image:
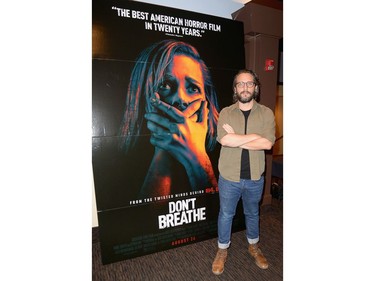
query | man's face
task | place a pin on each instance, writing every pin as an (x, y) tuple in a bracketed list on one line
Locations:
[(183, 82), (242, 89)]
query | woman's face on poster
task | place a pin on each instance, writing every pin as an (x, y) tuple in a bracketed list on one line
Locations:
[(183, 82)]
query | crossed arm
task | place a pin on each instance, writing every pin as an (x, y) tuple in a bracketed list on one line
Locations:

...

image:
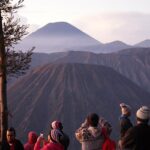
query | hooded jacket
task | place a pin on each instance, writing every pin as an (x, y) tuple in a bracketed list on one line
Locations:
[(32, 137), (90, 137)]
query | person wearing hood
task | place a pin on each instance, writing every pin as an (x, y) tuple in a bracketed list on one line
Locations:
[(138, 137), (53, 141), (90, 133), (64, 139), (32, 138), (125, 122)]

Aim of the task: Turn the lines from the one containing "query | person wearing hood" up to and including the one containing "138), (125, 122)]" into a numbered list, leaving out any blank lines.

Completed exercise:
1. query | person wearing hood
2. task | place a pin on each instance, writing every pin as an (x, y) tuple in a bracketed list on one line
3. Locations:
4. [(138, 137), (53, 141), (90, 133), (64, 139), (32, 138), (125, 122)]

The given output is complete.